>>
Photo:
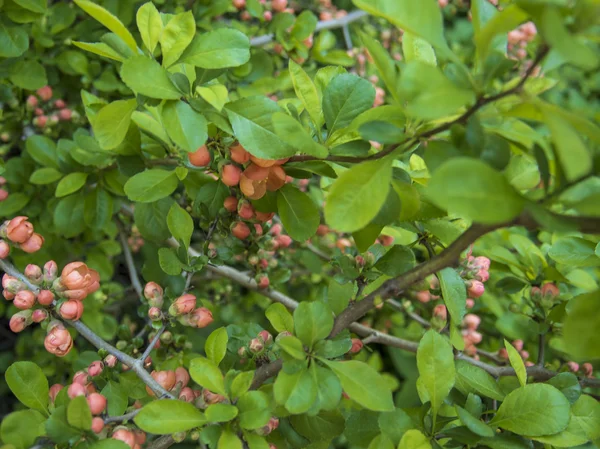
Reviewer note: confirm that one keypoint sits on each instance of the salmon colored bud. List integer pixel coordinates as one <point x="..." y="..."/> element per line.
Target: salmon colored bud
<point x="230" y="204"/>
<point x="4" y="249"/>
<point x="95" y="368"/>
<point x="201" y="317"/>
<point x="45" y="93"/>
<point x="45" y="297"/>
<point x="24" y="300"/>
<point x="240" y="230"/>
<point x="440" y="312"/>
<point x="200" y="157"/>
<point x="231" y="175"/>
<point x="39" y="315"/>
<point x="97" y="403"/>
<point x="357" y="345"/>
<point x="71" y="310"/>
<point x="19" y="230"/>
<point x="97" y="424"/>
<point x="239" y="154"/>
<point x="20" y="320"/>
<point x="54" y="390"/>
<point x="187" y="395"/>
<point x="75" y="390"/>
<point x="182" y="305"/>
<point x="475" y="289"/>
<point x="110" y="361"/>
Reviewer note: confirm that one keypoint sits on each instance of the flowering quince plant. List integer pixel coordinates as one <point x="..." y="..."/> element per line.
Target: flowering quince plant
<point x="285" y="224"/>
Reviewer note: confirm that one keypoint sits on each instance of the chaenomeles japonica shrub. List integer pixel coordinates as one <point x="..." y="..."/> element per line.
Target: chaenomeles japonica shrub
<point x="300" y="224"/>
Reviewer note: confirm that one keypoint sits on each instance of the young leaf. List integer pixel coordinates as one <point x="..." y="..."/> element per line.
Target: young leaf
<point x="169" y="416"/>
<<
>>
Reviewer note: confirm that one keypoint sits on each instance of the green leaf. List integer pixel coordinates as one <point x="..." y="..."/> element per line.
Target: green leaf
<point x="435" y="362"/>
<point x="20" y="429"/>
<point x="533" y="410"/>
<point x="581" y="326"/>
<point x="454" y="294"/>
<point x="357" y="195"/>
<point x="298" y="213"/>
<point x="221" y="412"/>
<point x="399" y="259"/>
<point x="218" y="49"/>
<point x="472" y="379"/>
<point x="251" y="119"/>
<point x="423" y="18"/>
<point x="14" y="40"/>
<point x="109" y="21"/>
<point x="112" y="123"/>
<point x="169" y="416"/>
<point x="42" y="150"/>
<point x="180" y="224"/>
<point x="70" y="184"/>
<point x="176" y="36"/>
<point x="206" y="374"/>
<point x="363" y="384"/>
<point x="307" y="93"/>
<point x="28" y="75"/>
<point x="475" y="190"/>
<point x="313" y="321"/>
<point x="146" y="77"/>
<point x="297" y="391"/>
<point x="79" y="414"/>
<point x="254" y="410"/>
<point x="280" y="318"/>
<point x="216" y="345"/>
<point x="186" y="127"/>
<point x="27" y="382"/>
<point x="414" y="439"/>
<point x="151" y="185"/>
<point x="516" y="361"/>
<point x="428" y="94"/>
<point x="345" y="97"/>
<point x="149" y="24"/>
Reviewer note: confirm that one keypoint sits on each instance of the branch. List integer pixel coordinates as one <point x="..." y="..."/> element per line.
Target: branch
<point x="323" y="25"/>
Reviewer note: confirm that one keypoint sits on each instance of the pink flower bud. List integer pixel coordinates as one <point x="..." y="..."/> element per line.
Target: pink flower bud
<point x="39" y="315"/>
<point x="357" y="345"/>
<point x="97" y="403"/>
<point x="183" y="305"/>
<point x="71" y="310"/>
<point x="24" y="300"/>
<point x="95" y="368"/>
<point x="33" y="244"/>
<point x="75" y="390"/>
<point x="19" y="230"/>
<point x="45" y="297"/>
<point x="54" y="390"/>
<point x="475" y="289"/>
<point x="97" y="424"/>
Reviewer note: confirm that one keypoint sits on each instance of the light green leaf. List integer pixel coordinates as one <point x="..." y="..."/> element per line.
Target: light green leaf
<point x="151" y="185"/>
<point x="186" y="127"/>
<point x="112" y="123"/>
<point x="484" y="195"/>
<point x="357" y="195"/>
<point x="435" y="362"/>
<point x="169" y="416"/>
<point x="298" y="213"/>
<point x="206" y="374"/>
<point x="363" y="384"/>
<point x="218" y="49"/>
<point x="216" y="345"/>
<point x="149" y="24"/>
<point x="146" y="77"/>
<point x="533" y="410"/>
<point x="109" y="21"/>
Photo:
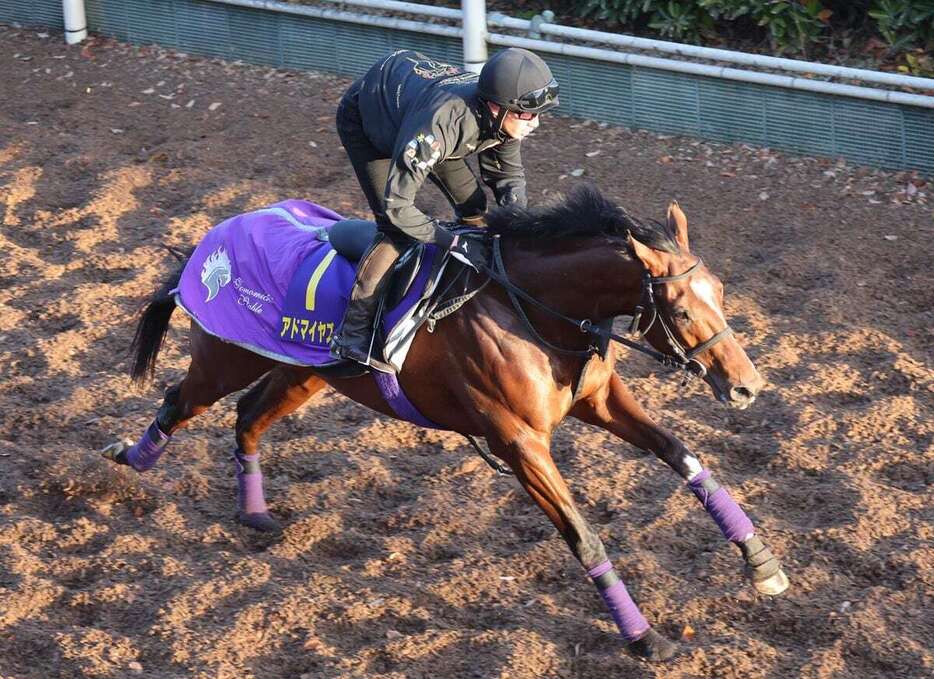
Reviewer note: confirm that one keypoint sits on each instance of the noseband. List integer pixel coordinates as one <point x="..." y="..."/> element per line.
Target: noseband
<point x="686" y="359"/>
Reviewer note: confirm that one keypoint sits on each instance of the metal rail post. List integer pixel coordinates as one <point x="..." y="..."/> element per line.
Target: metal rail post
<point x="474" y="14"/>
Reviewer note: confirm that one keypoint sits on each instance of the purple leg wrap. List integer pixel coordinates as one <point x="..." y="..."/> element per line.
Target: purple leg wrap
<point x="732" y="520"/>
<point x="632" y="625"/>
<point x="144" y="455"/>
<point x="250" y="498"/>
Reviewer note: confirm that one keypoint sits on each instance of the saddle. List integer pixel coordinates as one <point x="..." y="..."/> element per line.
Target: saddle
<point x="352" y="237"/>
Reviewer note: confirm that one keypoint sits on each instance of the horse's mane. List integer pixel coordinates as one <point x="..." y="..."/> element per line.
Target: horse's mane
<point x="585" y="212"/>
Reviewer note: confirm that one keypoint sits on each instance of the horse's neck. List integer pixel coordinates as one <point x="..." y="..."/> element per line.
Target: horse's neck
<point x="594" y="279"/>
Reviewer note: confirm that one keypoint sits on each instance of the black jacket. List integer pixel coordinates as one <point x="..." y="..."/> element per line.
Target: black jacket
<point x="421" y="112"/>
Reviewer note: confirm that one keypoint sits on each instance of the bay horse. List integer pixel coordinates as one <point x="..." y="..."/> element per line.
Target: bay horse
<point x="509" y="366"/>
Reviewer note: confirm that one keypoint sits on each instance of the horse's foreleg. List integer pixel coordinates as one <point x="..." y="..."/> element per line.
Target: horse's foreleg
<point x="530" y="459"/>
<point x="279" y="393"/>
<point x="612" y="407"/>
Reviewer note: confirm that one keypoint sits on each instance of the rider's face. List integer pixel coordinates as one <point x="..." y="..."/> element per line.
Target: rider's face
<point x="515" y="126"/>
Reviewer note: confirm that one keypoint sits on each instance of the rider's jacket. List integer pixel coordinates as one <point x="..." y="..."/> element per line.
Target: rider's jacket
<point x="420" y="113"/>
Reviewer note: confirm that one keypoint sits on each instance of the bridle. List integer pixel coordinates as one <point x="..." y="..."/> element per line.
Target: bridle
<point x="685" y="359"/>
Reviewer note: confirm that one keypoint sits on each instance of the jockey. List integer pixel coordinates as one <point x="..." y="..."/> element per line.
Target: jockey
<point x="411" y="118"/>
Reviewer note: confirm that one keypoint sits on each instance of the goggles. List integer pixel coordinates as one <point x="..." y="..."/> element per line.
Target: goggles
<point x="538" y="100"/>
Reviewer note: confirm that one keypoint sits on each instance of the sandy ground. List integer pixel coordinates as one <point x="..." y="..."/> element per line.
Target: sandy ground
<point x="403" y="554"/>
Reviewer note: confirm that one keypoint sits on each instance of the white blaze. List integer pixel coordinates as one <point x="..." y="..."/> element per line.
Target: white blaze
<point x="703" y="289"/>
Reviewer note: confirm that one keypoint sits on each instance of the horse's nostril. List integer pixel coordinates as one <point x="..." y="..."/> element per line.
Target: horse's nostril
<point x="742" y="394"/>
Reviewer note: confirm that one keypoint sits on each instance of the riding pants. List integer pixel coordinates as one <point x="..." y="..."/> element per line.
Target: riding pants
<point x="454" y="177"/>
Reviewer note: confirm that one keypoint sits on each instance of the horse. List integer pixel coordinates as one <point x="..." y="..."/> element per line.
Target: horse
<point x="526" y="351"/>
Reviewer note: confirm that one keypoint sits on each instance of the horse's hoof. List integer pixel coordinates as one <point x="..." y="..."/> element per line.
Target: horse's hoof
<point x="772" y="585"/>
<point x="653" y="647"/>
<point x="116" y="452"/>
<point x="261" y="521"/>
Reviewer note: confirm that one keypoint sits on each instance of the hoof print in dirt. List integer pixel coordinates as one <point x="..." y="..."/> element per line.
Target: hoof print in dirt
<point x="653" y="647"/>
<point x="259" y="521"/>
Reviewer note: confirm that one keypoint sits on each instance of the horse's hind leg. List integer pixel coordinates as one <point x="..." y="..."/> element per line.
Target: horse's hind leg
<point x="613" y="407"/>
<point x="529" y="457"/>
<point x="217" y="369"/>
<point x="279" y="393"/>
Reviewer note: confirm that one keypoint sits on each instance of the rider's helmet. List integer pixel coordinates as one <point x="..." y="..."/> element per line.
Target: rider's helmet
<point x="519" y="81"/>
<<
- [PROBLEM REQUIREMENTS]: Your answer should be the exact lines above from the one with "Target: hoof print in dirt" through the one with "the horse's hind", both included, and nothing besides.

- [RESPONSE TO THE TASK]:
Target: hoof print in dirt
<point x="653" y="647"/>
<point x="259" y="521"/>
Reviewer note: confirm that one keypoint sits on each instance of the horse's hind leg. List integer pixel coordinates as one <point x="..." y="..."/> element per line.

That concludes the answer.